---------- PAGE TEXT

# The Most Complex Pistol



## Renard777 (Dec 16, 2009)

Dear Forum,

I'm doing a piece on the complexity of pistol production. What would you say is the most complex pistol ever created, as in amount of parts, sophistication, etc.? Right now the HK P46 is a contender, but I was wondering if anyone here could offer up any more suggestions.

Regards,

James


----------



## johnr (Jun 13, 2008)

When you consider one of the most popular weapons is a 1911, the model number is also the year model, not much technological advancements in almost 100 years!

YMMV 

John


----------



## MLB (Oct 4, 2006)

I think a few contenders might be the Luger, H&K VP70, maybe the P38?


----------



## Renard777 (Dec 16, 2009)

Cool, thanks guys.


----------



## Pate (Mar 26, 2009)

How about the Desert Eagle with the rotary bolt?


----------



## DJ Niner (Oct 3, 2006)

Production guns:

HK P-7/PSP

Borchardt 

Mauser Military C/96 

(Top choice) -- the .455 Webley-Fosbery Automatic Revolver


Custom guns:

Scrufari triple-threat revolver. Three vertically-stacked barrels, and the cylinder held eleven rounds -- 5 .357 Magnums alternating with 5 .22 Long Rifles, and the cylinder center-pin on this top-break revolver was a .410 shotgun barrel. Three firing pins with a sliding transfer-bar selector lever to choose the caliber/barrel you want to fire. All custom-built on an extensively reworked S&W Model 29 frame.


----------



## PhilR. (Apr 25, 2007)

--------------------
---------- MATERIAL SHOWN

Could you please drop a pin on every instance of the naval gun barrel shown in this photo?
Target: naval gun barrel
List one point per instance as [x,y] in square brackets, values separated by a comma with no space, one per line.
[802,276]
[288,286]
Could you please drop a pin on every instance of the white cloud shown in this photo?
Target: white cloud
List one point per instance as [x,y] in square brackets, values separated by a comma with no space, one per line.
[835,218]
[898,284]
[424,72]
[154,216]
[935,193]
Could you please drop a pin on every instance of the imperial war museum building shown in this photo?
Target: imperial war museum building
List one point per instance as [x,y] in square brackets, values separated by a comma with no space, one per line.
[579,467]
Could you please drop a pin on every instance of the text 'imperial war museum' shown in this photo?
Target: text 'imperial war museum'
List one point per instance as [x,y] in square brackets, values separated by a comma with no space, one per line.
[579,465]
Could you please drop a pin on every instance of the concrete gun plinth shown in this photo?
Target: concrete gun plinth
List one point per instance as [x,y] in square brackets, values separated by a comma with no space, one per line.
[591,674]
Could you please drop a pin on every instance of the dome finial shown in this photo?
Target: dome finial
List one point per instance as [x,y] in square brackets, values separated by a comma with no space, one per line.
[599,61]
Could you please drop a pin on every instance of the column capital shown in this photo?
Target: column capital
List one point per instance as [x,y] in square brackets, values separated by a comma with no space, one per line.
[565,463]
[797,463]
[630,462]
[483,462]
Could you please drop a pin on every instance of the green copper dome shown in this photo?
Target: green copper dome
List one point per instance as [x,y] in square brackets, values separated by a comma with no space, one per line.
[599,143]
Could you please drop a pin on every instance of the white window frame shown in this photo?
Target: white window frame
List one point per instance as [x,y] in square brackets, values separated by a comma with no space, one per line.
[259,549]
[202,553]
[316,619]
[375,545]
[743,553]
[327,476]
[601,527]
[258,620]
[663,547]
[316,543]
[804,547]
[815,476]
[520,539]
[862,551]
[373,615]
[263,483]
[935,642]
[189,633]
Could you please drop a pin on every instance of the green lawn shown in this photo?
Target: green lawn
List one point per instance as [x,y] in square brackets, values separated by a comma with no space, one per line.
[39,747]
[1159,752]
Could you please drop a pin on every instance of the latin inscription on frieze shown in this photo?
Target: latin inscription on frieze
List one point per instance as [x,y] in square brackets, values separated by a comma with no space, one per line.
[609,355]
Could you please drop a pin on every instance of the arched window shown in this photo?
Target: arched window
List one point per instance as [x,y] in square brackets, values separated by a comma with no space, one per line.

--------------------

PROMPT 1:
For each statement, say whether it agrees with the pistol thread, giving yes or no and quoting the deciding words.
(a) DJ Niner's top choice among production guns is the .455 Webley-Fosbery Automatic Revolver.
(b) The Scrufari triple-threat revolver was built on a Colt frame.
(c) Pate suggests the Desert Eagle with the rotary bolt.
PROMPT 2:
Answer these from the pistol thread.
(a) What is Renard777 writing a piece about?
(b) According to johnr, what is the 1911's model number also?
(c) How many firing pins does the Scrufari triple-threat revolver have?
PROMPT 3: Carry on the pistol thread from where it stops.
The rows have no connection to the pistol thread.

RESPONSE 1:
(a) Yes: "(Top choice) -- the .455 Webley-Fosbery Automatic Revolver"
(b) No: "All custom-built on an extensively reworked S&W Model 29 frame."
(c) Yes: "How about the Desert Eagle with the rotary bolt?"

RESPONSE 2:
(a) The complexity of pistol production.
(b) The year model.
(c) Three.

RESPONSE 3:
For production guns, I think the Borchardt wins. The HK's mentioned aren't really all that complicated. Yes, the P7 and it's variants have a few more parts than normal, but the machining required isn't all that complicated.

The Walther P1 and P5 have barrel assemblies that require an unusual amount of machining to make. That and the dual recoil rod/spring assemblies make them a bit complicated.

One could also make the case of the electric Free Pistols made by Morini and Hammerli, along with the .22lr sportpistols by Pardini, Morini, Hammerli, Walther, and Feinwerkbau.

The most complicated pistols that you can just walk into your local Academy Sports and find are the revolvers. The machining required to make a S&W 686 is a lot more than what is needed to make a Glock or XD.


----------



## yska08 (Dec 16, 2009)

Complex gun to take down and assemble; The Ruger MK II?!


----------



## PhilR. (Apr 25, 2007)

yska08 said:


> Complex gun to take down and assemble; The Ruger MK II?!


You definitely have a point there.....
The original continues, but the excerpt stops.